Kannst du die Zeilen vom Anfang bis einschließlich der Zeile mit „267L674 234L378 264L290“ als JSON-Liste von Zeichenketten anordnen, mit je einem Eintrag pro Zeile und ohne Leerzeilen? Bilder sollen in der Antwort fehlen.
== Zu bearbeitende Daten ==
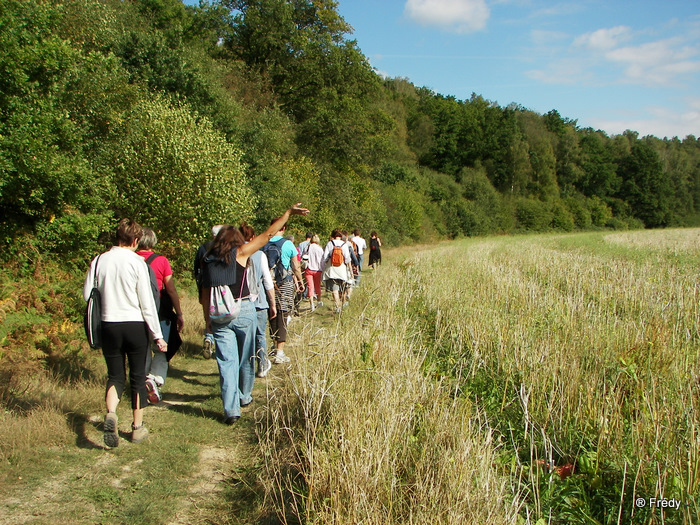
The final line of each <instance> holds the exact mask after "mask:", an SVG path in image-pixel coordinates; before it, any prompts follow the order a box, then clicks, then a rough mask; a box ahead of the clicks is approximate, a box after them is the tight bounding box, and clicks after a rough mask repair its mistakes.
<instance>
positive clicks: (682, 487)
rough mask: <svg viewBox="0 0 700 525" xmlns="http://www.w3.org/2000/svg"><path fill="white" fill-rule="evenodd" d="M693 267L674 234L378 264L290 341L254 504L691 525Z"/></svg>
mask: <svg viewBox="0 0 700 525" xmlns="http://www.w3.org/2000/svg"><path fill="white" fill-rule="evenodd" d="M698 252H700V236H699V235H698V231H697V230H678V231H667V232H661V233H660V232H635V233H625V234H614V235H613V234H611V235H605V234H602V233H601V234H590V235H579V236H551V237H521V238H495V239H480V240H471V241H464V242H459V243H448V244H443V245H439V246H437V247H432V248H421V249H419V250H409V251H405V252H404V253H395V254H394V255H393V256H392V258H391V259H390V264H387V265H385V266H384V267H382V268H381V271H379V272H377V273H376V274H375V275H373V276H371V277H370V276H369V275H366V277H364V278H363V279H364V283H365V286H371V287H373V288H374V289H373V290H367V288H365V289H364V290H363V292H362V293H361V294H359V295H356V296H355V300H354V301H355V304H354V305H353V307H354V311H353V310H351V311H350V312H347V313H346V314H344V315H343V318H342V319H341V321H340V322H339V323H338V324H337V325H335V326H333V327H332V328H319V326H318V325H317V324H314V323H308V324H307V325H306V326H304V327H303V328H302V329H298V330H297V333H298V334H299V335H300V337H301V341H300V344H299V346H298V347H297V348H298V351H297V360H296V363H295V366H294V367H293V369H292V371H291V373H290V376H289V384H290V385H291V388H290V389H284V388H271V390H270V397H271V399H270V407H271V408H272V410H271V412H270V414H269V419H268V420H267V421H266V424H265V425H263V427H262V428H263V429H264V434H263V438H264V440H263V447H264V450H265V452H266V454H267V465H268V470H269V472H270V474H271V476H272V479H274V483H275V484H276V487H271V488H276V490H270V494H272V495H277V496H276V497H277V501H278V503H279V504H280V505H281V506H287V508H288V509H291V511H292V512H291V514H292V515H298V516H303V519H304V520H305V521H307V522H309V523H320V522H332V523H360V522H362V523H395V522H402V523H426V522H431V523H456V522H460V523H499V522H503V523H505V522H508V523H512V522H514V521H516V519H517V518H516V514H518V513H519V514H520V516H521V518H522V519H524V520H526V521H527V522H532V523H534V522H535V521H537V520H540V519H544V520H545V521H549V520H552V521H553V522H560V523H561V522H570V521H574V522H576V521H578V522H592V521H591V520H596V521H598V522H604V523H625V522H629V520H641V521H643V522H655V521H657V520H659V522H661V521H663V522H665V523H683V522H693V520H694V519H695V518H696V517H697V516H698V509H699V506H700V505H699V502H698V499H697V495H698V493H699V492H700V433H699V432H698V428H699V423H700V421H699V416H698V412H697V404H698V372H699V371H700V366H699V365H700V350H699V349H700V345H699V343H698V342H699V334H698V314H699V313H700V312H699V311H698V286H697V271H696V266H697V265H696V261H697V255H698ZM392 262H393V264H391V263H392ZM358 303H359V304H358ZM365 303H366V306H364V305H365ZM361 306H362V307H361ZM314 345H315V346H314ZM289 446H291V447H292V448H291V449H289V448H285V447H289ZM290 450H291V452H290ZM562 469H564V470H562ZM566 469H573V475H571V476H569V477H568V478H567V475H568V474H569V472H567V471H566ZM562 472H564V473H565V474H566V475H565V474H561V473H562ZM559 474H561V476H560V475H559ZM560 478H561V479H560ZM565 478H566V479H565ZM281 494H285V495H286V497H285V498H284V499H283V498H281V496H280V495H281ZM637 497H644V498H646V499H647V500H648V499H649V498H652V497H657V498H664V497H665V498H671V497H675V498H678V499H680V500H681V501H683V503H684V505H685V506H684V507H683V508H682V509H679V511H677V512H676V513H675V514H674V513H672V512H671V511H663V512H662V511H661V510H650V509H648V508H646V509H641V508H637V507H635V505H634V499H635V498H637ZM290 506H291V507H290Z"/></svg>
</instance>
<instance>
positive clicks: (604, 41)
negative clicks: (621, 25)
mask: <svg viewBox="0 0 700 525" xmlns="http://www.w3.org/2000/svg"><path fill="white" fill-rule="evenodd" d="M631 38H632V29H631V28H629V27H627V26H617V27H611V28H605V29H598V30H597V31H593V32H592V33H585V34H583V35H580V36H578V37H576V38H575V39H574V46H583V47H588V48H589V49H593V50H596V51H598V50H600V51H607V50H609V49H614V48H616V47H617V46H619V45H620V44H621V43H622V42H626V41H628V40H630V39H631Z"/></svg>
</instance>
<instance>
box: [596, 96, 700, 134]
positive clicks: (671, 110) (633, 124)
mask: <svg viewBox="0 0 700 525" xmlns="http://www.w3.org/2000/svg"><path fill="white" fill-rule="evenodd" d="M593 124H594V127H595V128H598V129H604V130H606V131H607V132H608V133H611V134H619V133H622V132H623V131H625V130H628V129H631V130H634V131H636V132H638V133H639V134H640V135H641V136H646V135H654V136H656V137H660V138H663V137H669V138H670V137H679V138H681V139H683V138H685V137H687V136H688V135H695V136H697V135H698V133H699V132H700V98H695V99H689V100H687V101H686V106H685V108H683V109H682V110H680V111H674V110H671V109H669V108H664V107H660V106H654V107H647V108H642V116H637V117H636V118H634V119H629V118H624V117H623V118H619V119H615V118H608V119H594V122H593Z"/></svg>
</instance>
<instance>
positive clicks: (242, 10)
mask: <svg viewBox="0 0 700 525" xmlns="http://www.w3.org/2000/svg"><path fill="white" fill-rule="evenodd" d="M0 8H1V9H0V13H1V14H0V27H1V28H2V31H0V45H1V46H2V49H3V53H2V55H0V107H2V113H1V116H0V217H1V219H0V237H1V238H2V239H3V241H4V242H6V243H10V244H12V243H19V242H22V241H21V240H20V239H26V237H24V235H29V236H30V238H31V239H32V241H31V242H32V245H33V246H36V248H37V249H38V250H40V251H42V252H51V253H61V254H69V253H70V254H73V255H74V256H75V257H77V258H79V259H80V260H84V258H86V257H88V256H89V254H91V253H93V252H94V251H95V250H96V249H97V248H98V239H99V238H101V237H103V236H104V234H105V232H106V231H108V230H109V229H110V228H111V226H110V225H112V224H113V223H114V221H115V219H117V218H119V217H120V216H122V215H124V214H129V215H133V216H135V217H138V218H139V219H140V220H141V221H142V222H144V223H148V224H150V225H151V226H155V228H156V229H157V230H158V232H159V233H160V237H161V242H162V243H163V247H164V248H165V249H166V250H172V251H173V254H174V253H175V252H181V253H182V257H183V260H185V259H186V258H187V257H186V256H185V252H186V251H187V250H189V247H190V246H192V245H195V244H198V243H199V242H200V240H201V236H202V235H203V234H204V232H206V231H207V229H208V227H209V226H210V224H211V223H212V222H221V221H223V220H227V221H231V222H236V221H240V220H242V219H246V220H249V221H250V222H251V223H252V224H254V225H255V226H256V227H257V228H258V229H260V228H263V227H264V226H266V224H267V223H268V222H269V219H270V218H271V217H272V216H274V215H277V214H279V212H281V211H282V210H283V209H284V208H285V207H286V206H287V205H289V203H290V202H292V201H297V202H298V201H302V202H305V204H306V205H308V206H309V207H310V208H311V209H312V215H311V216H310V217H308V218H304V219H298V226H297V227H298V228H299V229H300V231H301V229H313V230H318V231H320V232H324V234H325V232H326V230H331V229H333V228H335V227H341V228H345V229H352V228H355V227H360V228H362V229H364V230H366V231H367V230H371V229H379V230H383V231H384V237H385V239H386V240H387V241H388V242H389V243H392V242H413V241H421V240H423V241H425V240H431V239H434V238H437V237H443V236H448V237H457V236H460V235H481V234H486V233H492V232H509V231H546V230H549V229H554V230H562V231H570V230H572V229H586V228H591V227H594V228H629V227H640V226H648V227H658V226H666V225H675V224H681V225H692V224H697V223H700V171H699V168H698V166H700V147H699V145H698V141H697V139H696V138H695V137H687V138H686V139H684V140H682V141H681V140H678V139H677V138H673V139H671V140H666V139H664V140H660V139H656V138H654V137H645V138H643V139H640V138H639V136H638V134H637V133H635V132H633V131H628V132H625V133H624V134H622V135H619V136H615V137H612V138H610V137H608V136H607V135H605V133H603V132H601V131H596V130H591V129H579V128H578V127H577V123H576V121H575V120H572V119H569V118H566V117H563V116H561V115H560V114H559V112H558V111H556V110H552V111H550V112H548V113H547V114H546V115H538V114H536V113H534V112H532V111H529V110H527V109H525V108H523V107H521V106H518V105H515V104H513V105H511V106H508V107H506V108H502V107H499V106H498V105H497V104H495V103H493V102H490V101H489V100H487V99H485V98H484V97H482V96H481V95H477V94H472V96H471V97H470V98H469V99H468V100H457V99H455V98H454V97H449V96H448V97H446V96H442V95H439V94H436V93H433V92H432V91H430V90H429V89H426V88H420V87H416V86H414V85H413V84H411V83H410V82H409V81H408V80H406V79H384V80H382V79H380V78H379V76H378V75H377V74H376V73H375V72H374V71H373V70H372V68H371V67H370V65H369V63H368V61H367V59H366V57H365V56H364V55H363V54H362V51H361V50H360V49H359V48H358V47H357V43H356V42H355V41H354V40H351V39H350V38H349V35H350V33H351V30H352V28H351V27H350V26H349V25H348V24H347V23H346V22H345V21H344V20H343V18H342V17H341V16H340V15H339V14H338V12H337V2H336V1H334V0H214V1H212V2H204V3H202V4H201V5H200V6H198V7H192V6H185V5H183V4H182V3H181V2H180V1H178V0H136V1H134V2H120V1H117V0H106V1H103V0H60V1H58V2H53V3H49V2H44V1H41V0H27V1H22V2H20V1H18V0H0ZM172 217H177V218H178V220H177V221H174V220H172ZM176 246H177V247H178V248H176ZM7 253H8V254H9V253H14V252H13V251H12V250H10V251H8V252H7ZM8 256H9V255H5V257H8ZM178 257H180V256H179V255H178Z"/></svg>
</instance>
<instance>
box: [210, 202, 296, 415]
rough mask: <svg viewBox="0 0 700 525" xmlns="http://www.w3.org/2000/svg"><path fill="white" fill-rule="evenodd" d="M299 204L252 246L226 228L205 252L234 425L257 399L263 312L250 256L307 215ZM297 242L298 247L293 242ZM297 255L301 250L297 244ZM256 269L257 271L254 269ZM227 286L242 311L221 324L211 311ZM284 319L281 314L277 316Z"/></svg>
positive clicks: (249, 243)
mask: <svg viewBox="0 0 700 525" xmlns="http://www.w3.org/2000/svg"><path fill="white" fill-rule="evenodd" d="M300 206H301V204H297V205H295V206H292V207H291V208H289V209H288V210H287V211H286V212H285V213H284V215H282V216H281V217H280V218H279V219H277V220H275V221H274V222H273V223H272V224H271V225H270V227H269V228H268V229H267V231H265V233H263V234H262V235H259V236H257V237H255V238H253V239H252V240H251V241H250V242H248V243H247V244H246V243H245V240H244V239H243V235H241V232H240V231H239V230H238V228H234V227H233V226H225V227H224V228H222V229H221V231H220V232H219V233H218V235H217V236H216V239H214V244H213V245H212V247H211V249H210V250H209V252H208V253H207V254H206V255H205V256H204V259H203V262H204V266H203V271H202V296H201V297H202V302H203V304H204V307H205V308H204V311H205V315H206V324H207V330H208V331H209V332H210V333H212V334H213V335H214V340H215V342H216V362H217V365H218V367H219V382H220V384H221V400H222V404H223V409H224V422H225V423H226V424H227V425H232V424H234V423H235V422H236V421H238V419H239V418H240V416H241V407H244V406H247V405H249V404H250V403H251V402H252V400H253V398H252V390H253V382H254V376H255V364H254V362H253V355H254V351H255V333H256V329H257V314H256V311H255V305H254V301H252V300H251V295H252V296H255V295H256V294H257V292H258V290H257V282H258V281H257V277H256V276H254V275H252V276H250V279H249V275H250V274H251V273H252V274H254V272H255V270H254V268H255V267H254V265H250V264H248V263H249V259H250V257H251V256H252V255H253V254H254V253H255V252H256V251H258V250H259V249H260V248H262V247H263V246H264V245H265V242H266V240H267V239H270V238H273V236H274V235H275V234H276V233H279V231H281V230H283V229H284V226H285V224H286V223H287V220H288V219H289V217H290V216H291V215H307V214H308V213H309V210H307V209H304V208H301V207H300ZM292 246H293V245H292ZM294 252H295V253H296V248H294ZM251 268H253V270H252V271H251ZM223 285H226V286H228V287H229V288H230V293H232V294H233V296H234V297H237V298H240V299H241V307H240V312H239V313H238V315H237V317H236V318H235V319H233V320H231V321H228V322H224V323H217V322H216V320H213V319H212V317H211V315H210V308H211V306H213V305H212V304H211V292H212V288H215V287H219V286H223ZM276 317H279V314H278V315H277V316H276Z"/></svg>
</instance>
===
→ **Lösung**:
[
  "The final line of each <instance> holds the exact mask after \"mask:\", an SVG path in image-pixel coordinates; before it, any prompts follow the order a box, then clicks, then a rough mask; a box ahead of the clicks is approximate, a box after them is the tight bounding box, and clicks after a rough mask repair its mistakes.",
  "<instance>",
  "positive clicks: (682, 487)",
  "rough mask: <svg viewBox=\"0 0 700 525\" xmlns=\"http://www.w3.org/2000/svg\"><path fill=\"white\" fill-rule=\"evenodd\" d=\"M693 267L674 234L378 264L290 341L254 504L691 525Z\"/></svg>"
]